We began by conducting a test of the impact PCA on the relative distances of a single population genetic structure. Because a single scenario is not able to provide us with a statistical significance of the relation between genetic and PCA feature space distances, we then iterated that initial test across as many genetic structures as possible. This allowed us to extract an estimate of that relationship. We chose Pearson's *r* because of its apparent linearity.

However, in order to be able to compare different iterations we were limited to using the same haplotype length and population number. Going further, it is of interest to the practicioner to understand how this relation actually holds up across haplotype lengths and number of population numbers.


For this purpose we will package the block of script that performed the iterations into a function that takes as argument the number of populations and haplotype lengths.

This function is the core of the command-line ready script for this purpose. This script will take as arguments the total raange of population numbers and haplotype lengths to explore, and allow the user to select wether he wants his data to be scaled prior to feature reduction or not.

### Extracted material
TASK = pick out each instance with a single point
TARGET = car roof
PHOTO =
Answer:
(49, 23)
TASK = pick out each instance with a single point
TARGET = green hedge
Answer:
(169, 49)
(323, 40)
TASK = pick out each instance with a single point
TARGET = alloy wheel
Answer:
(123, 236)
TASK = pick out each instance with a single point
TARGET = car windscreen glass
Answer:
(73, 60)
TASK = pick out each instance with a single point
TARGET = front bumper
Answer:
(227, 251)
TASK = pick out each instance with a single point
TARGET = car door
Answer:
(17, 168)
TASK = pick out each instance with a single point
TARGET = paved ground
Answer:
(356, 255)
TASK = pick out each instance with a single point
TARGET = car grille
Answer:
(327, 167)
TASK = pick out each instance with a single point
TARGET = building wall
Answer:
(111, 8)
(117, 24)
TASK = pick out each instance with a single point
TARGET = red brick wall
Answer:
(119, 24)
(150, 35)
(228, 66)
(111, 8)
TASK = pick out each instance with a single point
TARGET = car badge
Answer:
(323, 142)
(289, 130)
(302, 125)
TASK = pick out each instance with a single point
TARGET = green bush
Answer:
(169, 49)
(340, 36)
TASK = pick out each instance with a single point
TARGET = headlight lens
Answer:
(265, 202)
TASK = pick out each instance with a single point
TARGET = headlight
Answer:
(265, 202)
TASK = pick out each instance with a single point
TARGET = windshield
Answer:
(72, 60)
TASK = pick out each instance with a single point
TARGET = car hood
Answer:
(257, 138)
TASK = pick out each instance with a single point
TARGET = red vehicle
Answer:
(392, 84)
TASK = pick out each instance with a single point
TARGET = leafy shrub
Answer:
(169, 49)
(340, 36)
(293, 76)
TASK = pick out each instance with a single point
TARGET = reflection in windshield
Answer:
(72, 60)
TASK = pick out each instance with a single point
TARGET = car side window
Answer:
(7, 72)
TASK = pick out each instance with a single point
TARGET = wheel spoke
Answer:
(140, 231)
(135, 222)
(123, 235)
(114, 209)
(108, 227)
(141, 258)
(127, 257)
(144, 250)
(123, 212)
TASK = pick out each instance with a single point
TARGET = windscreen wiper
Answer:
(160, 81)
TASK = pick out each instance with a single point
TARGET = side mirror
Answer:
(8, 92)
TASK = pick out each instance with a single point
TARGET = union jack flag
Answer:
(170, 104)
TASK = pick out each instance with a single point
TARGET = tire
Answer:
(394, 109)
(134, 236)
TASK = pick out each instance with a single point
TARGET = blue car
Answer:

### Assignment 1
In the passage on PCA and genetic distances, why was Pearson's r chosen?
### Assignment 2
Copy out the part of the passage on PCA and genetic distances that starts at the words "We began by" and stops after "its apparent linearity.".
### Assignment 3
Decide whether each statement agrees with the passage on PCA and genetic distances. Answer yes or no, and quote the words that settle it.
(a) The compared iterations could use different haplotype lengths.
(b) The packaged function takes the number of populations and haplotype lengths as its argument.
(c) The script lets the user choose whether the data is scaled before feature reduction.

### Exercise result 1
It was chosen because of its apparent linearity.

### Exercise result 2
We began by conducting a test of the impact PCA on the relative distances of a single population genetic structure. Because a single scenario is not able to provide us with a statistical significance of the relation between genetic and PCA feature space distances, we then iterated that initial test across as many genetic structures as possible. This allowed us to extract an estimate of that relationship. We chose Pearson's *r* because of its apparent linearity.

### Exercise result 3
(a) No: "we were limited to using the same haplotype length and population number."
(b) Yes: "a function that takes as argument the number of populations and haplotype lengths."
(c) Yes: "scaled prior to feature reduction or not."